EXERCISE MATERIALS:
....

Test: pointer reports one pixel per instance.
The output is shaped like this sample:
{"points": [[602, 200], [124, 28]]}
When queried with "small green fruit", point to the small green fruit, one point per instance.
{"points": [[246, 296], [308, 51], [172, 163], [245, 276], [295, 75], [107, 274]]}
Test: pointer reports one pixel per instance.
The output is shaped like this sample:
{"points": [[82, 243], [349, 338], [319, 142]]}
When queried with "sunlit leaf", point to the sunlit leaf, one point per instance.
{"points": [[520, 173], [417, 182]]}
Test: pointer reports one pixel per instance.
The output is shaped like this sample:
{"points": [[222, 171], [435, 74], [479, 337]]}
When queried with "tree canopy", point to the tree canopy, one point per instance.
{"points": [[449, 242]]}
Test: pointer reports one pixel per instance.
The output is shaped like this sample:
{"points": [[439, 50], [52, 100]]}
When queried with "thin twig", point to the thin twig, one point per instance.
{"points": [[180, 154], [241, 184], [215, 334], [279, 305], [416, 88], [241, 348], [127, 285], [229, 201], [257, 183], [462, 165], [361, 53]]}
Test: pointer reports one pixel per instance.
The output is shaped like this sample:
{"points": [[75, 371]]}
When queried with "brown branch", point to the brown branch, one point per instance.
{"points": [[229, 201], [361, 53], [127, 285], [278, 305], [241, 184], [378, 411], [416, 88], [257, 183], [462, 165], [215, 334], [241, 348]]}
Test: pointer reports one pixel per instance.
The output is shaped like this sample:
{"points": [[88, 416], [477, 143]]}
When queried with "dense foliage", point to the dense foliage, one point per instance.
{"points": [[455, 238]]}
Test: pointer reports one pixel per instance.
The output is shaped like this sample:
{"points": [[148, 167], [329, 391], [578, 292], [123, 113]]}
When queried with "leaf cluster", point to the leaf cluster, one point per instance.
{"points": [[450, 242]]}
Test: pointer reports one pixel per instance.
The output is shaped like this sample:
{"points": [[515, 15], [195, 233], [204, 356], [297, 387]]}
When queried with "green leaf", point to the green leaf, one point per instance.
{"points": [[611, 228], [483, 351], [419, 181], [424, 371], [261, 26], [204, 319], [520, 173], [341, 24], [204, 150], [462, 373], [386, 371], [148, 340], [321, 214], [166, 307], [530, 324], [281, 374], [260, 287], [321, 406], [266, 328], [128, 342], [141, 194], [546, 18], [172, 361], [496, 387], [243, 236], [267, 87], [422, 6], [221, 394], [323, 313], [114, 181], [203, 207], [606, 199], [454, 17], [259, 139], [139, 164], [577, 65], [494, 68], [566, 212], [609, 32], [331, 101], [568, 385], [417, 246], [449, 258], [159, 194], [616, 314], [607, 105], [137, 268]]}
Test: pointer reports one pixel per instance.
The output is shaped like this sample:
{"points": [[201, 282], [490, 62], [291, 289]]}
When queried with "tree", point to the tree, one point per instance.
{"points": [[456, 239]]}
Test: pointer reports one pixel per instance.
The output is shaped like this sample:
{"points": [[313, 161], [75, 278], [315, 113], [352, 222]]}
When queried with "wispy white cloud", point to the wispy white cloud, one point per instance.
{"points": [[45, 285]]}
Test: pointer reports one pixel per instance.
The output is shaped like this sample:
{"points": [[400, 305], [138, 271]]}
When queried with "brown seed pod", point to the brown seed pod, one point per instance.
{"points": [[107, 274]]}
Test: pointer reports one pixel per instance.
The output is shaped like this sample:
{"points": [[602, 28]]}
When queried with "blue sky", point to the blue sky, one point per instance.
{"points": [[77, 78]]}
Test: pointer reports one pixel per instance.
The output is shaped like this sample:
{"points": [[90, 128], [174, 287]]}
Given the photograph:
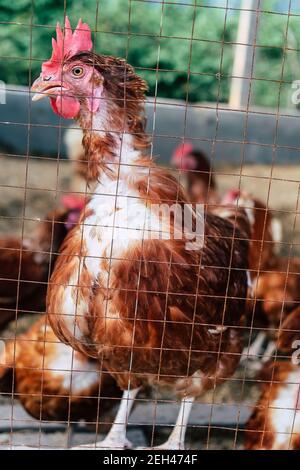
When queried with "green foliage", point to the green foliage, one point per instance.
{"points": [[183, 52]]}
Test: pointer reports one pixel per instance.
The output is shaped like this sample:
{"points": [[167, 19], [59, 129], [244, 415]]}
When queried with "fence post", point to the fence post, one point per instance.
{"points": [[243, 57]]}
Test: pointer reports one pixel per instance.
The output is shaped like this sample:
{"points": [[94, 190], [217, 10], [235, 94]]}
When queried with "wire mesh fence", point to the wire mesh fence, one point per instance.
{"points": [[102, 304]]}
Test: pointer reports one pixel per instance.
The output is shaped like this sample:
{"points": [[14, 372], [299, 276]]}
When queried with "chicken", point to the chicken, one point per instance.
{"points": [[265, 230], [263, 260], [275, 422], [52, 381], [154, 307], [25, 265], [276, 296], [201, 183], [75, 153], [289, 332]]}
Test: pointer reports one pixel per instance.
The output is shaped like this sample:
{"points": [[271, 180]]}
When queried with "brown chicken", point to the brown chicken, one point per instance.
{"points": [[275, 422], [153, 306], [26, 265], [277, 296], [266, 289], [52, 381]]}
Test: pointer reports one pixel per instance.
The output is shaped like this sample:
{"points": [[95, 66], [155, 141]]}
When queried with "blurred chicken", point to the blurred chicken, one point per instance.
{"points": [[52, 381], [75, 152], [275, 422], [265, 286], [200, 180], [153, 309], [265, 230], [276, 298], [26, 265]]}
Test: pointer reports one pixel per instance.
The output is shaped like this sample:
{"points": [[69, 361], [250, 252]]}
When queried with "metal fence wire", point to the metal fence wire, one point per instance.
{"points": [[106, 330]]}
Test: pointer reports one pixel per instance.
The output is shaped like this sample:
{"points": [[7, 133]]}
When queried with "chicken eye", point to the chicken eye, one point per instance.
{"points": [[77, 71]]}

....

OBJECTIVE: Gather every line above that contains the string "wire", and copy each one in full, in its original order.

WRITTEN SOLUTION:
When queried with "wire mesh fence", point to the wire mesh fence, one point per instance.
When queried with "metal fence wire", point to the metal fence wire, one point per instance.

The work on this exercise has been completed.